• 任务要求 A
请逐字抄录这篇讲用C/C++扩展Python的文章中的一段，从“用C++和C结合Python”开始，一直到“结构，关键字什么的都不一样。”为止。

Extend Python with C/C++:写属于你的Py

2019-02-20 本文已影响0人 Vophan

最近，在实现SRCNN的时候，我们遇到了一个问题：SRCNN首先要将低分率的图像使用双三次插值的方法放大到原来的大小，但是网上用python实现双三次差值的速度又是慢的惊人，所以，一不做二不休，发扬一下极客精神，写下自己的第一个Python module，但是真正上手后，发现并没有那么简单，因为在GFW中搜索到的内容，都是一些大佬的笔记，整个文章充斥着“这么简单，不用多说了”的氛围，但是，这对于没有接触过Cpython API的小白来说，其实还是很难的，于是，就有了这篇文章，希望大家可以认真阅读，一定会有很大收获。

背景

用C++和C结合Python混合编程，其实早就听说过了，但是碍于技术原因，而且过去没有混合编程的必要，也就没有接触，现在既然有机会，那么就要搞清楚他。
其实，扩展C++和C的方法很多，按照网上说的，有ctypes库，有swig，还有C++的Boost，但是，这些方法我都没有选择：

swig: 各种Bug，不友好，但是使用简单，不用自己手动写包裹函数，以及函数表等等
ctypes：调用方式太丑，逼格没到位，啊哈哈哈
Boost ：Boost库太大，而且有依赖，就做不到随时使用，随时粘合
（一己之见，欢迎指正）
所以，我最后使用了Cpython 的API，最正宗的方式来解决这个问题。

思路

首先，用C++/C来扩展Python很明显的一个问题就是，C/C++（下面简称C）怎么识别Python的数据结构，因为不同的语言，数据结构，关键字什么的都不一样。
这里，Python与C的通信采用了适配器的设计模式，不用去改变Python的底层，也不用改变C，而是在两者之间编写一个适配器来解决这个问题。

• 提取数据
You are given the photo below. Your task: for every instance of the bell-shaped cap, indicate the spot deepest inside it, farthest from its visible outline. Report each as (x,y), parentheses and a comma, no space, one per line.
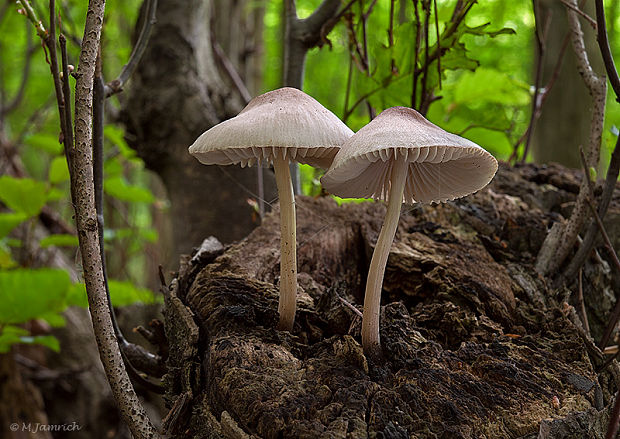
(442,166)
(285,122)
---
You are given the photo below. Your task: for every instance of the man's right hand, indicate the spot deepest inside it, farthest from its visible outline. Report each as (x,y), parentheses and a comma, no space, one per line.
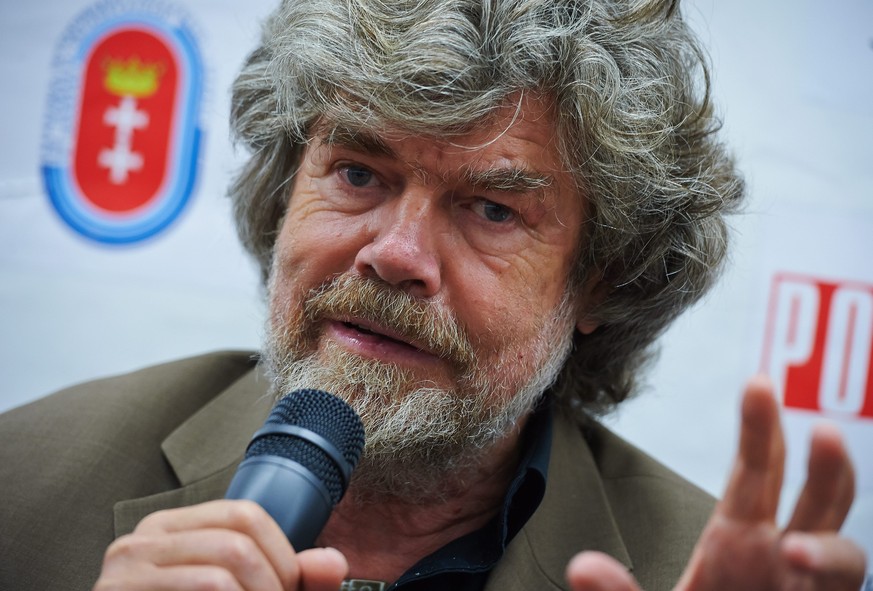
---
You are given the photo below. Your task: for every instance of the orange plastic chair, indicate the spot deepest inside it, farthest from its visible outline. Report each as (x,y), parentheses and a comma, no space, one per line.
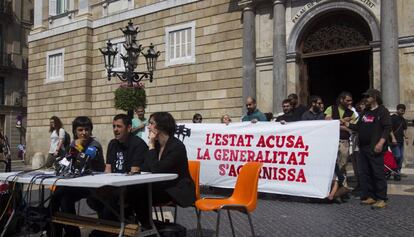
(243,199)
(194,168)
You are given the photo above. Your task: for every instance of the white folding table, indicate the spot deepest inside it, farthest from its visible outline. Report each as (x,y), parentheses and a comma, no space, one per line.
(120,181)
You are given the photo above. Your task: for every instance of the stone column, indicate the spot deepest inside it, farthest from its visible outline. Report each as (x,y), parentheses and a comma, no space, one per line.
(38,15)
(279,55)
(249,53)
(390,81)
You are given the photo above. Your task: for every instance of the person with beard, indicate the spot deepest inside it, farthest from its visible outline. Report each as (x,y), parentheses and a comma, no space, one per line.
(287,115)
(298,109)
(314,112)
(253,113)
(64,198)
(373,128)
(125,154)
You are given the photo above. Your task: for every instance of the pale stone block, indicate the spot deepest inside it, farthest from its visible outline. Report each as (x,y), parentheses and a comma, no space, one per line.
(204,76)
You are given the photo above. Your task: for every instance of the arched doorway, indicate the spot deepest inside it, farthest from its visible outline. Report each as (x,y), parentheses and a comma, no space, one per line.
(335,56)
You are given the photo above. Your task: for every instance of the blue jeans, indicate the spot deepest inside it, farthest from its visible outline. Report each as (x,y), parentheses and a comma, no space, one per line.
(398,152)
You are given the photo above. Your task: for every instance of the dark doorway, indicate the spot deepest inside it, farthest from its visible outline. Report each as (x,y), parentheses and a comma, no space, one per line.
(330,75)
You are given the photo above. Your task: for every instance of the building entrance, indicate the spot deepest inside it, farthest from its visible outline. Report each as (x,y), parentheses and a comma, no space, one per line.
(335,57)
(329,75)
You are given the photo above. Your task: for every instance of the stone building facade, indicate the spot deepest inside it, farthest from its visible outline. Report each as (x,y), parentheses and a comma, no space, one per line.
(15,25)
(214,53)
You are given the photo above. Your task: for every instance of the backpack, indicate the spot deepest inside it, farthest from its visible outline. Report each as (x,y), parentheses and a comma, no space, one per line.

• 任务要求 B
把记录中从含有“of the arched”的那一行开始、一直到含有“the backpack, indicate”的那一行为止的各行（首尾两行都算在内）整理成Markdown表格，两列分别为“序号”和“内容”，空行略去，只列这些行。

• 参考答案 A
用C++和C结合Python混合编程，其实早就听说过了，但是碍于技术原因，而且过去没有混合编程的必要，也就没有接触，现在既然有机会，那么就要搞清楚他。
其实，扩展C++和C的方法很多，按照网上说的，有ctypes库，有swig，还有C++的Boost，但是，这些方法我都没有选择：

swig: 各种Bug，不友好，但是使用简单，不用自己手动写包裹函数，以及函数表等等
ctypes：调用方式太丑，逼格没到位，啊哈哈哈
Boost ：Boost库太大，而且有依赖，就做不到随时使用，随时粘合
（一己之见，欢迎指正）
所以，我最后使用了Cpython 的API，最正宗的方式来解决这个问题。

思路

首先，用C++/C来扩展Python很明显的一个问题就是，C/C++（下面简称C）怎么识别Python的数据结构，因为不同的语言，数据结构，关键字什么的都不一样。

• 参考答案 B
| 序号 | 内容 |
|---|---|
| 1 | You are given the photo above. Your task: for every instance of the arched doorway, indicate the spot deepest inside it, farthest from its visible outline. Report each as (x,y), parentheses and a comma, no space, one per line. |
| 2 | (335,56) |
| 3 | You are given the photo above. Your task: for every instance of the blue jeans, indicate the spot deepest inside it, farthest from its visible outline. Report each as (x,y), parentheses and a comma, no space, one per line. |
| 4 | (398,152) |
| 5 | You are given the photo above. Your task: for every instance of the dark doorway, indicate the spot deepest inside it, farthest from its visible outline. Report each as (x,y), parentheses and a comma, no space, one per line. |
| 6 | (330,75) |
| 7 | You are given the photo above. Your task: for every instance of the building entrance, indicate the spot deepest inside it, farthest from its visible outline. Report each as (x,y), parentheses and a comma, no space, one per line. |
| 8 | (335,57) |
| 9 | (329,75) |
| 10 | You are given the photo above. Your task: for every instance of the stone building facade, indicate the spot deepest inside it, farthest from its visible outline. Report each as (x,y), parentheses and a comma, no space, one per line. |
| 11 | (15,25) |
| 12 | (214,53) |
| 13 | You are given the photo above. Your task: for every instance of the backpack, indicate the spot deepest inside it, farthest from its visible outline. Report each as (x,y), parentheses and a comma, no space, one per line. |